Keywords

1 Introduction

1.1 Understanding Internet of Things

Internet of Things (IoT) can be defined as an ecosystem of interconnected, uniquely identifiable physical devices and software components having an ability to exchange data with other devices over a network with limited human intervention. The internet of things Global Standards Initiative (IoT-GSI) defines IoT as “a global infrastructure for the information society, enabling advanced services by interconnecting (physical and virtual) things based on existing and evolving interoperable information and communication technologies” [1]. One can visualize IoT as a seamless interconnection of the physical world and cyber worlds, with a pervasive presence around us [2]. IoT technologies provide means for physical objects to be monitored or controlled remotely over a network. This capability, coupled with ubiquitous interconnection of heterogeneous devices, opens doors for a new class of applications. The physical devices that can be interconnected vary from tiny electronics embedded into products to large automated buildings, vehicles, and everything in-between. An IoT application relies on a foundation created as a result of integration of sensors, actuators, and tracking devices such as RFID tags coupled with information and communication technologies, enabling cooperation among interconnected objects to achieve common goals.

There is an increased interest in using IoT in industries [3]. The three-year old Industrial Internet Consortium (IIC) comprises over 250 member companies [4]. Applications of IoT appear in a diverse set of industries including manufacturing, agriculture, traffic monitoring, food processing, health monitoring, and personal fitness. Additionally, there has been a sharp increase in the number of publications related to IoT. A search of Web of Science indicated that the number of publications in IoT increased from 0 to 6836 between 2006 and 2016. It is estimated that IoT will encompass 50 billion devices by 2020 [5].
****************
According to the Internet of Things introduction, how many member companies does the Industrial Internet Consortium have?

[Supplied material]:
****************
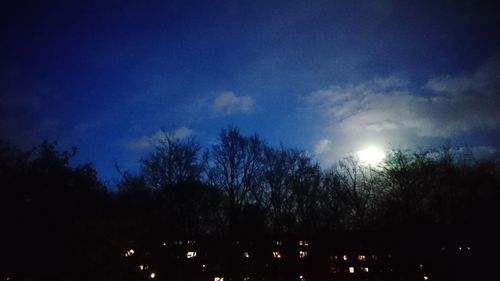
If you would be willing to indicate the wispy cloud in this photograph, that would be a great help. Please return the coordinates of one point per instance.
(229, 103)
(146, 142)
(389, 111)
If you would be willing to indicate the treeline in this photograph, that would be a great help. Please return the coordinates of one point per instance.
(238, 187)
****************
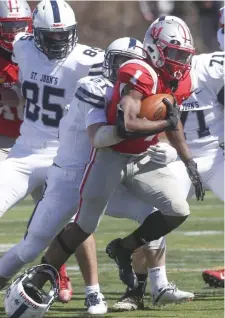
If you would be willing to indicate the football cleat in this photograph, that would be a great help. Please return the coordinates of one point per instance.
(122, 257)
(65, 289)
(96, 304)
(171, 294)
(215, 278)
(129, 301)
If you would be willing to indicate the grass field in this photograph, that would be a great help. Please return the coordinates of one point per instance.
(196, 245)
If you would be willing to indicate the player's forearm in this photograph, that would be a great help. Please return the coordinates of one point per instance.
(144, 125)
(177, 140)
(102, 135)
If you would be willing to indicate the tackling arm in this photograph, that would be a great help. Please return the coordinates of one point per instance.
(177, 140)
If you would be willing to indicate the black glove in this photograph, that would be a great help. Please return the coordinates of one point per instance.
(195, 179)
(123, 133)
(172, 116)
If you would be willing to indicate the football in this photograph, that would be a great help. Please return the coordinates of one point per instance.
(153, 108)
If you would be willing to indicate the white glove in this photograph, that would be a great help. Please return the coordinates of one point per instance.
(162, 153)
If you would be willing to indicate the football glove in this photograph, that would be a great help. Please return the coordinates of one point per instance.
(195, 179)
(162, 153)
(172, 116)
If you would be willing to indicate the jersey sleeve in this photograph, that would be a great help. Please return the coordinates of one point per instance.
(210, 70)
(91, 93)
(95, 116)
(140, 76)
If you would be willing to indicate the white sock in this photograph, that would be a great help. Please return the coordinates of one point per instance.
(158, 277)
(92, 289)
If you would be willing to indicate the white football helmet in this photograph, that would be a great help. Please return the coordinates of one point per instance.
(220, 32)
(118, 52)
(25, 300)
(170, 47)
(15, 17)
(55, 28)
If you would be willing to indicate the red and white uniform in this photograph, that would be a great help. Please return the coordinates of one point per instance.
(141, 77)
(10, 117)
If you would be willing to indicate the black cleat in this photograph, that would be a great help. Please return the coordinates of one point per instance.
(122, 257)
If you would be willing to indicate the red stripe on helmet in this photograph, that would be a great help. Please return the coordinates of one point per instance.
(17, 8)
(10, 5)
****************
[Finished exercise]: Over 250